# [Reading text]
| Washington Temple Church of God in Christ, Inc. v Global Props. & Assoc., Inc. |
| 2014 NY Slip Op 50666(U) [43 Misc 3d 1216(A)] |
| Decided on March 31, 2014 |
| Supreme Court, Kings County |
| Schmidt, J. |
| Published by New York State Law Reporting Bureau pursuant to Judiciary Law § 431. |
| This opinion is uncorrected and will not be published in the printed Official Reports. |
Washington
Temple Church of God in Christ, Inc., Plaintiff,
against Global Properties and Associates, Inc., et ano.,, Defendants. |
The following papers numbered 1 to 7 read herein:Papers Numbered
Notice of Motion/Order to Show Cause/
Petition/Cross Motion and
Affidavits (Affirmations) Annexed1-3
Opposing Affidavits (Affirmations)4
Reply Affidavits (Affirmations)5, 6
Supplemental Affidavit (Affirmation)[*2]7
Upon the foregoing papers, defendant/third-party Global Properties and Associates, Inc. (Global) moves for an order, pursuant to CPLR 3212, granting summary judgment dismissing the third-party complaint of third-party plaintiff Ticor Title Insurance Company (Ticor) a/s/o Henry Spitzer and, pursuant to 22 NYCRR 130-2.1, awarding sanctions.
By deed dated September 27, 1976, the City of New York (the City) transferred title of the subject property, located at Grant Square in Brooklyn, to the successful bidder at a public auction, Washington Temple Church of God in Christ, Inc. (Washington Temple). The deed to Washington Temple was recorded on October 21, 1976. On March 22, 1977, the City erroneously issued a deed to the subject property at a later public auction to non-party Darrell A. Shavers. The deed to Darrell A. Shavers was recorded on June 16, 1977.
Darrell A. Shavers died on July 28, 2001. By bargain and sale deed, dated December 24, 2004, executed by Geraldine Shaver, individually and as Administratrix of the Estate of Darrell A. Shavers, and by quitclaim deed dated January 7, 2005, executed by Regina V. Shavers and Darrell V. Shavers Jr., title to the property was purportedly conveyed to Global, which paid a purchase price of $180,000. The deeds to Global were both recorded on April 1, 2005. By deed dated June 1, 2005, Global purportedly transferred title to the subject property to Spitzer for $400,000. The deed to Spitzer was recorded on June 13, 2005. In conjunction with the transaction, third-party plaintiff Ticor Title Insurance Company (Ticor) issued a title insurance policy to Spitzer.
After Washington Temple acquired the property, it was held as a vacant lot continuously used for parking. In February 2005, shortly after receiving the Shavers deeds, Global posted a sign indicating that any vehicles parked there would be towed. Thereafter, on September 27, 2005, Washington Temple commenced the instant action against Global, Spitzer and the City, seeking to quiet title. Global asserted a cross-claim against the City for damages in the event that title was declared in favor of Washington Temple. Spitzer also asserted a cross-claim against the City, virtually identical to that interposed by Global, as well as cross-claims against Global.

# [Goal of the exercise]
Update the passage of the opinion that begins at "After Washington Temple" and stops after "cross-claims against Global.", putting "empty lot" in place of "vacant lot". The entries that come next are not needed for this work.

# [Given entries]
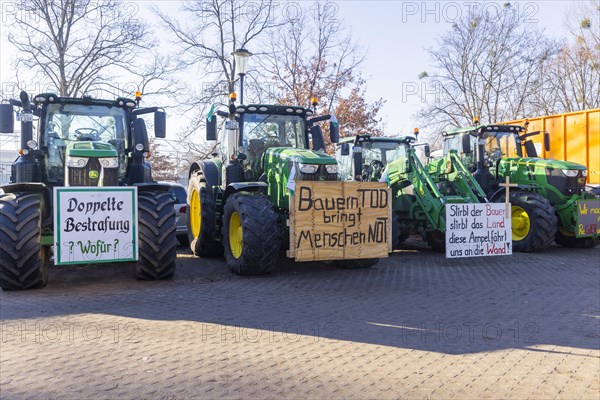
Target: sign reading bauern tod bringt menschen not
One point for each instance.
(94, 224)
(478, 230)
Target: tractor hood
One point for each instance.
(545, 163)
(299, 155)
(91, 149)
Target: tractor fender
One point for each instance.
(244, 187)
(152, 186)
(36, 187)
(209, 170)
(501, 191)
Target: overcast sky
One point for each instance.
(395, 34)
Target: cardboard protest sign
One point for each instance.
(478, 230)
(95, 224)
(588, 218)
(340, 221)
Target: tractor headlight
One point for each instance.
(77, 162)
(109, 162)
(308, 168)
(571, 173)
(32, 144)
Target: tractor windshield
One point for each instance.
(386, 152)
(273, 130)
(376, 155)
(501, 145)
(65, 124)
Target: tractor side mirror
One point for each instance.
(211, 128)
(334, 132)
(357, 160)
(466, 143)
(160, 124)
(7, 118)
(317, 136)
(345, 149)
(530, 149)
(140, 134)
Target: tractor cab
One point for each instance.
(370, 155)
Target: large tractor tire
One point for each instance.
(568, 239)
(201, 219)
(436, 240)
(251, 235)
(533, 221)
(157, 239)
(24, 261)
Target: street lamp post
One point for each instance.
(241, 64)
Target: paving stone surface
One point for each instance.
(414, 326)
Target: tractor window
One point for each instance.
(501, 145)
(344, 164)
(274, 130)
(377, 154)
(386, 152)
(69, 123)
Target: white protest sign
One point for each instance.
(95, 224)
(477, 230)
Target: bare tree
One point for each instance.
(486, 66)
(205, 33)
(572, 78)
(76, 45)
(214, 30)
(314, 55)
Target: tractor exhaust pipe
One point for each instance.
(26, 120)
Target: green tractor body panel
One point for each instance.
(91, 149)
(82, 142)
(500, 155)
(420, 193)
(279, 162)
(264, 149)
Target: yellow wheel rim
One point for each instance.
(521, 224)
(195, 214)
(236, 236)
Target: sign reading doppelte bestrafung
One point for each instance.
(478, 230)
(95, 224)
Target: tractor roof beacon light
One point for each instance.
(241, 57)
(314, 102)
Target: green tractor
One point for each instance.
(544, 202)
(238, 201)
(420, 193)
(80, 142)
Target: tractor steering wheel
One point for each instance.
(89, 134)
(376, 169)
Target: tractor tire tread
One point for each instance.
(156, 236)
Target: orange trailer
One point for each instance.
(574, 137)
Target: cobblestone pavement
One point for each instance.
(414, 326)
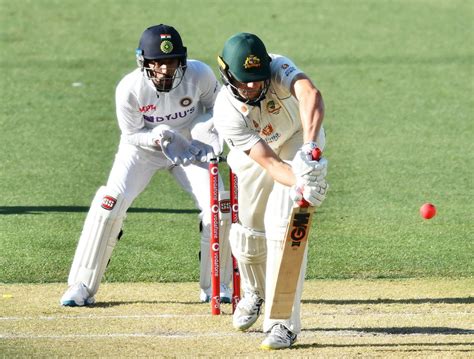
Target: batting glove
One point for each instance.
(310, 170)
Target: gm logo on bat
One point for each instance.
(299, 228)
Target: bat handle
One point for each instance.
(315, 155)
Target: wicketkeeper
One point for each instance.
(164, 110)
(270, 114)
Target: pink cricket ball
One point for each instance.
(428, 210)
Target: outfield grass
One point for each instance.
(397, 78)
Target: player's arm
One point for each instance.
(311, 106)
(269, 160)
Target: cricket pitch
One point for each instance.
(349, 318)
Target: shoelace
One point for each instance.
(251, 305)
(281, 332)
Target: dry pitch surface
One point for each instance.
(408, 318)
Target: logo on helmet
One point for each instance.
(166, 46)
(273, 108)
(251, 61)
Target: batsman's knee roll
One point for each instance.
(250, 250)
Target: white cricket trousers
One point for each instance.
(133, 169)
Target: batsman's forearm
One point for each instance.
(312, 115)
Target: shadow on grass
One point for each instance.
(397, 346)
(133, 302)
(5, 210)
(466, 300)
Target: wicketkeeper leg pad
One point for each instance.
(250, 249)
(98, 239)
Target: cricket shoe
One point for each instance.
(247, 311)
(77, 295)
(280, 337)
(225, 294)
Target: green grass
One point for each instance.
(397, 78)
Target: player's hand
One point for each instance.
(313, 192)
(310, 170)
(206, 152)
(175, 147)
(203, 130)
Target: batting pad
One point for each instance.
(276, 220)
(250, 249)
(225, 260)
(98, 239)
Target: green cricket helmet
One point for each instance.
(245, 59)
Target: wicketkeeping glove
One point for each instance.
(174, 146)
(203, 131)
(206, 152)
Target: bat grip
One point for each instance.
(315, 155)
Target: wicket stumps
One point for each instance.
(215, 238)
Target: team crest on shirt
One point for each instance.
(267, 130)
(251, 61)
(108, 203)
(185, 102)
(273, 108)
(147, 108)
(256, 125)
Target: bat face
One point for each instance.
(299, 227)
(282, 292)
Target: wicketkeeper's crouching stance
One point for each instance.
(270, 114)
(164, 112)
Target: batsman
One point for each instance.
(270, 114)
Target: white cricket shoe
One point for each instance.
(247, 311)
(77, 295)
(280, 337)
(225, 294)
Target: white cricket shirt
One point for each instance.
(140, 107)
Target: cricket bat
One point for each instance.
(282, 292)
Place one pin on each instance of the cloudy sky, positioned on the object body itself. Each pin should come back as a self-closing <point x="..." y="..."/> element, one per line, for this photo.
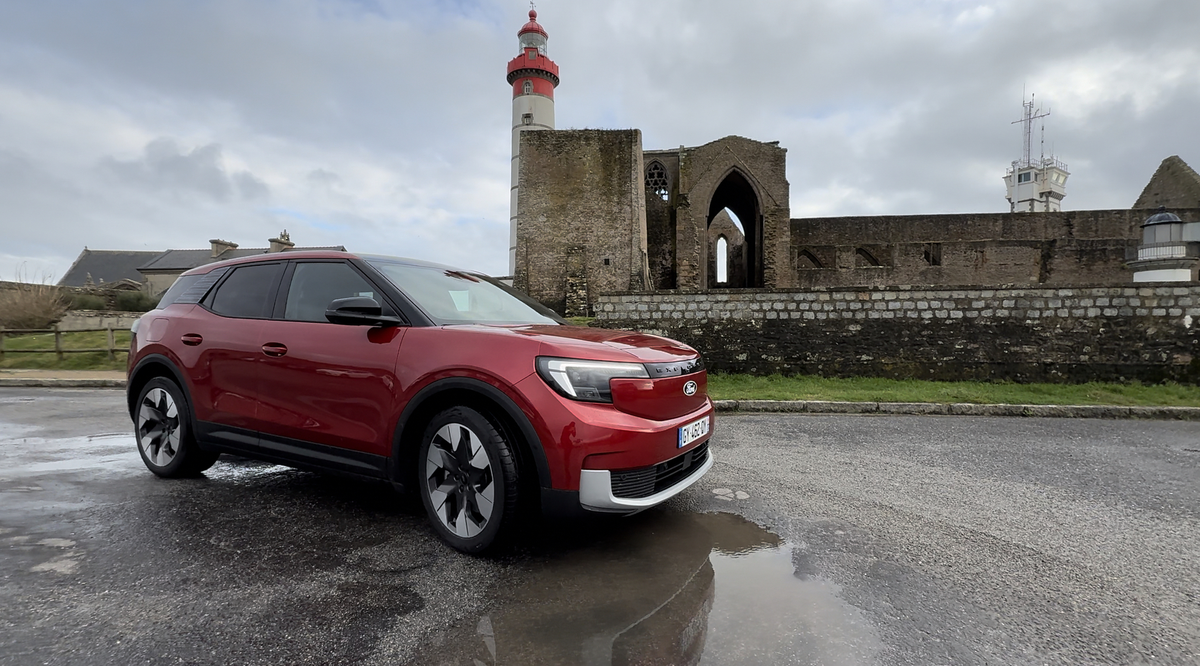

# [Solved problem]
After Washington Temple acquired the property, it was held as a empty lot continuously used for parking. In February 2005, shortly after receiving the Shavers deeds, Global posted a sign indicating that any vehicles parked there would be towed. Thereafter, on September 27, 2005, Washington Temple commenced the instant action against Global, Spitzer and the City, seeking to quiet title. Global asserted a cross-claim against the City for damages in the event that title was declared in favor of Washington Temple. Spitzer also asserted a cross-claim against the City, virtually identical to that interposed by Global, as well as cross-claims against Global.